- **WHAT IS EXPECTED**: Among the records that follow, find the line with "column 411, row 246" and the line with "column 140, row 8". Set down those lines and all lines between them exactly, without adding anything.

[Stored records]
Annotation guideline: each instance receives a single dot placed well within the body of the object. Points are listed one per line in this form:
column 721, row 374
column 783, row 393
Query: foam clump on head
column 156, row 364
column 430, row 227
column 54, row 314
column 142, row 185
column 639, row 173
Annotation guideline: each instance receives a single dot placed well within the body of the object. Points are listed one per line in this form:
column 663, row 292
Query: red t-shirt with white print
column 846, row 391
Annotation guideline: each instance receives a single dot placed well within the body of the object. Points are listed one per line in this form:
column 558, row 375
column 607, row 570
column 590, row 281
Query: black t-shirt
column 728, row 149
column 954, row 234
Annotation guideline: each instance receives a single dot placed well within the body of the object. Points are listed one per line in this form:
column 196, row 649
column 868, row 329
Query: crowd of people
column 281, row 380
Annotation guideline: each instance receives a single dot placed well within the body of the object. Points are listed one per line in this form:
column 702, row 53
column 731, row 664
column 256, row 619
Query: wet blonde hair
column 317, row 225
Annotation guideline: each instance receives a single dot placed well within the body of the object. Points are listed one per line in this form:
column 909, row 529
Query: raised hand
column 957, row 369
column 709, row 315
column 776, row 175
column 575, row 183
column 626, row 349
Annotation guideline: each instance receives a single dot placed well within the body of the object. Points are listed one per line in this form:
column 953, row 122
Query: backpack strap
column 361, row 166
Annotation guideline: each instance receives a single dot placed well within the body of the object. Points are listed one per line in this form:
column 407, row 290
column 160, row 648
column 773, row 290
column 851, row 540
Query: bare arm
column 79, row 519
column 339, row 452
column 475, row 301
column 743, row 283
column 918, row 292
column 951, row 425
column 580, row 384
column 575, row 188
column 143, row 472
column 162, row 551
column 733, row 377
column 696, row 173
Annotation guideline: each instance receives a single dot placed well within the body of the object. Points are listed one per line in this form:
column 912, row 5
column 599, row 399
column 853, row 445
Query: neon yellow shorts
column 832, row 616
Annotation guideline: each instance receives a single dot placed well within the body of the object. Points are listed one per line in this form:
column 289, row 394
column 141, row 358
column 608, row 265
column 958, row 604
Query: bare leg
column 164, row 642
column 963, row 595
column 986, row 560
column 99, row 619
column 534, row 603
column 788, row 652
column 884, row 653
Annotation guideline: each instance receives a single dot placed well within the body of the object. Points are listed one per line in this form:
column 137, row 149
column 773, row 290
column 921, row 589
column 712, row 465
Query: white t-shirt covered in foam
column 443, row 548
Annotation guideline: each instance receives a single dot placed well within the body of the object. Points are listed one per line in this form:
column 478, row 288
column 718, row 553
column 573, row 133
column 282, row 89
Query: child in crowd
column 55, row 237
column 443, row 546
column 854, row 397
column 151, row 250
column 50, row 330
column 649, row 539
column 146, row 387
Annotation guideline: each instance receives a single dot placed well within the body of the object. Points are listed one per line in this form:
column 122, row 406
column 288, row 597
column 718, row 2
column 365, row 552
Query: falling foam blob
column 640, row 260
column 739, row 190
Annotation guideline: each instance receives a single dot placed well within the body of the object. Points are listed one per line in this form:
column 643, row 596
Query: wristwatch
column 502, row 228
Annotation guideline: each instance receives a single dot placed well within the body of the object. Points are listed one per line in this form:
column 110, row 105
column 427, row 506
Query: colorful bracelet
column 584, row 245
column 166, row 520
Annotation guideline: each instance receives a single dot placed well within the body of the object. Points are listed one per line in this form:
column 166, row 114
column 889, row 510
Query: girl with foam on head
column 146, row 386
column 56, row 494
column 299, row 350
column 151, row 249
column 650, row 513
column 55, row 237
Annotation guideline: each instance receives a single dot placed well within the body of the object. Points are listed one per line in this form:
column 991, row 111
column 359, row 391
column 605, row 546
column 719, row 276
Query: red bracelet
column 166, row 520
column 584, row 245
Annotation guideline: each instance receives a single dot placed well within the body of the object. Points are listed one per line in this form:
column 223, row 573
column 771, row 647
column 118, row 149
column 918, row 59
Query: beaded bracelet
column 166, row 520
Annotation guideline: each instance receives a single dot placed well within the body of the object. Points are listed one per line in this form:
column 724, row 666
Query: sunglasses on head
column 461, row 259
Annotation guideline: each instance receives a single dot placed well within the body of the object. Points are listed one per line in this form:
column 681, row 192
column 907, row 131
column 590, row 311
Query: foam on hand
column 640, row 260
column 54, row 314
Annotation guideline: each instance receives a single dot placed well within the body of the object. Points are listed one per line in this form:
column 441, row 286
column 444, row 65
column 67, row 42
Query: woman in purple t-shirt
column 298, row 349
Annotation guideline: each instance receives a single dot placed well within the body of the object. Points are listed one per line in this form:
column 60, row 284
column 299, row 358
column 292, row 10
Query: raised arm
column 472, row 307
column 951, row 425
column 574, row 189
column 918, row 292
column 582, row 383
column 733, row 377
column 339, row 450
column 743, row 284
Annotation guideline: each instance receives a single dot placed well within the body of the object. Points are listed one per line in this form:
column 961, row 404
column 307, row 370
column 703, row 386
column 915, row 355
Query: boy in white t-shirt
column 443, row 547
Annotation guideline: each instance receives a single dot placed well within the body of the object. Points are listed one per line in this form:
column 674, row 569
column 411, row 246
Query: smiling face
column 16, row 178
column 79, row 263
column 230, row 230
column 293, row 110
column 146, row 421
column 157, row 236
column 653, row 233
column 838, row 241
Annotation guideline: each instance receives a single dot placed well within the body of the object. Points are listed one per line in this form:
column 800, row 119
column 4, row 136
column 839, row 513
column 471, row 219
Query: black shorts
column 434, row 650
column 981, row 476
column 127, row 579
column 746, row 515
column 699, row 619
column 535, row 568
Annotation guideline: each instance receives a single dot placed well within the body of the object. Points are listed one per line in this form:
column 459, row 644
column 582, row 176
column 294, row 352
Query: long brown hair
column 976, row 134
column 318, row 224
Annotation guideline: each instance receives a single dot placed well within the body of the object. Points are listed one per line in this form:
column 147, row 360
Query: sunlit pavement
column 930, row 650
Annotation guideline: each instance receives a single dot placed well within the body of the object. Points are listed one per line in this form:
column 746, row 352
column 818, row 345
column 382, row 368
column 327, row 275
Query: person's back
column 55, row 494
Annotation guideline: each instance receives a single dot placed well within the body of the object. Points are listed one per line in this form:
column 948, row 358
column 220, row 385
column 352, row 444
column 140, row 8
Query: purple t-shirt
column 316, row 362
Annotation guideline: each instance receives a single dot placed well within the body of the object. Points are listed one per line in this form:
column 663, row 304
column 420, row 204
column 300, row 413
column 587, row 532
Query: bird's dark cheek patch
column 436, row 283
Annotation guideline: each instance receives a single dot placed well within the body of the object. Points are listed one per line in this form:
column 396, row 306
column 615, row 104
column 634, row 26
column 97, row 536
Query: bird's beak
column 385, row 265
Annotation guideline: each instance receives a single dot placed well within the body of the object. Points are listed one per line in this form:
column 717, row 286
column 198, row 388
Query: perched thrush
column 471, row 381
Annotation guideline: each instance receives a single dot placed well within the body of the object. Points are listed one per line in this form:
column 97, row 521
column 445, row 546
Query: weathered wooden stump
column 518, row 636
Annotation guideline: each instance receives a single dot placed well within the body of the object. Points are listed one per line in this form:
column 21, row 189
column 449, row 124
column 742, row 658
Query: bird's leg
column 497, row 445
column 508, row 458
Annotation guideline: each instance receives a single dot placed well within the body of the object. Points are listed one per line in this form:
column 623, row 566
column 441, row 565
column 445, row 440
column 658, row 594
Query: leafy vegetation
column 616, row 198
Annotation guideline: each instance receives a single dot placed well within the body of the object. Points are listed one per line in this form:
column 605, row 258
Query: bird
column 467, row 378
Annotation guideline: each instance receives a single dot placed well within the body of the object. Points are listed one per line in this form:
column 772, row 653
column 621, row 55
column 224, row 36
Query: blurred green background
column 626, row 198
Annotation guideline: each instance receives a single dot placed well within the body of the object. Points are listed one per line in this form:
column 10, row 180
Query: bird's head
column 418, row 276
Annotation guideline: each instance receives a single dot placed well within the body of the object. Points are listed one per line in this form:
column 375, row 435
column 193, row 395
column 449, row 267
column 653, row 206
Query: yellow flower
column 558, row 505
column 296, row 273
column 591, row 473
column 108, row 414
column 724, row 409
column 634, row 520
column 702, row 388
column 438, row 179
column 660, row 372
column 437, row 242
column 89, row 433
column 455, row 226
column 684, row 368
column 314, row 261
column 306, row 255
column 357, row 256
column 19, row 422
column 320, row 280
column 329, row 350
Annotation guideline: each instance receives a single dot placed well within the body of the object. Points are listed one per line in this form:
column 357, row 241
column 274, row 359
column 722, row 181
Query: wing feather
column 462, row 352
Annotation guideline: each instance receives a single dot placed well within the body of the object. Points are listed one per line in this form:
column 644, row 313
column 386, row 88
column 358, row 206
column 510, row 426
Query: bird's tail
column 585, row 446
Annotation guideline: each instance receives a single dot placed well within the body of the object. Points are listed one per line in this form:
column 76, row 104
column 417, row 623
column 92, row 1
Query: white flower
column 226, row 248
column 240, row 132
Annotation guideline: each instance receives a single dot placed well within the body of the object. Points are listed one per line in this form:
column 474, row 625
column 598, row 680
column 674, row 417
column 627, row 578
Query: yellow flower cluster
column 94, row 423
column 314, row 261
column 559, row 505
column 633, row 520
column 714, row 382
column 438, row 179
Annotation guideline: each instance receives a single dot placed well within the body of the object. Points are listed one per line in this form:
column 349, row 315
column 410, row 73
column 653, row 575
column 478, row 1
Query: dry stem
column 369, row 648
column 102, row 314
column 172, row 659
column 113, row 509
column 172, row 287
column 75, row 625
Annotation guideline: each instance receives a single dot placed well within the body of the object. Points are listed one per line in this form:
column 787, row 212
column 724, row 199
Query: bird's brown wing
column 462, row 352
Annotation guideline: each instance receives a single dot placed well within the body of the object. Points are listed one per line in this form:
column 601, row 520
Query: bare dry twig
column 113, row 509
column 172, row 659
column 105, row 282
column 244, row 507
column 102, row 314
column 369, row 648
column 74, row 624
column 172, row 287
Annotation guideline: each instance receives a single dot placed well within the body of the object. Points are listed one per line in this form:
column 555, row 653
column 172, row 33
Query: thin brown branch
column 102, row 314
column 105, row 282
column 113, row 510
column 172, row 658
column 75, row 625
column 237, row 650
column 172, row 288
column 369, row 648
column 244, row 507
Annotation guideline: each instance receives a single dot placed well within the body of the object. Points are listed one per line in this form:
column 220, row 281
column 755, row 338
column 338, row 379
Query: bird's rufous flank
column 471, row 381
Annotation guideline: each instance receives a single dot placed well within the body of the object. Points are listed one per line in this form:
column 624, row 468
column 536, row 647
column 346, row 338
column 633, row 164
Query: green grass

- **ANSWER BELOW**:
column 411, row 246
Query: smiling face
column 16, row 178
column 79, row 263
column 230, row 230
column 293, row 110
column 146, row 421
column 157, row 236
column 653, row 233
column 838, row 241
Annotation guideline: each instance receives a single dot placed well within the body of the object. Points are listed one per line in this form:
column 800, row 119
column 4, row 136
column 839, row 513
column 471, row 219
Query: black shorts
column 434, row 650
column 981, row 476
column 127, row 579
column 746, row 515
column 699, row 619
column 535, row 568
Annotation guideline: each instance receives a single dot placed well within the body of the object. Points are listed one per line in this form:
column 459, row 644
column 582, row 176
column 294, row 352
Query: long brown hair
column 976, row 134
column 318, row 224
Annotation guideline: each instance receives a single dot placed well within the body of the object. Points are listed one per line in this form:
column 147, row 360
Query: sunlit pavement
column 930, row 650
Annotation guideline: each instance receives a single dot placed well within the body of the object. Points are listed one per line in this form:
column 746, row 352
column 818, row 345
column 382, row 368
column 327, row 275
Query: person's back
column 55, row 494
Annotation guideline: each instance receives a single dot placed well within the body of the object. Points are listed one per line in this form:
column 948, row 358
column 220, row 385
column 352, row 444
column 140, row 8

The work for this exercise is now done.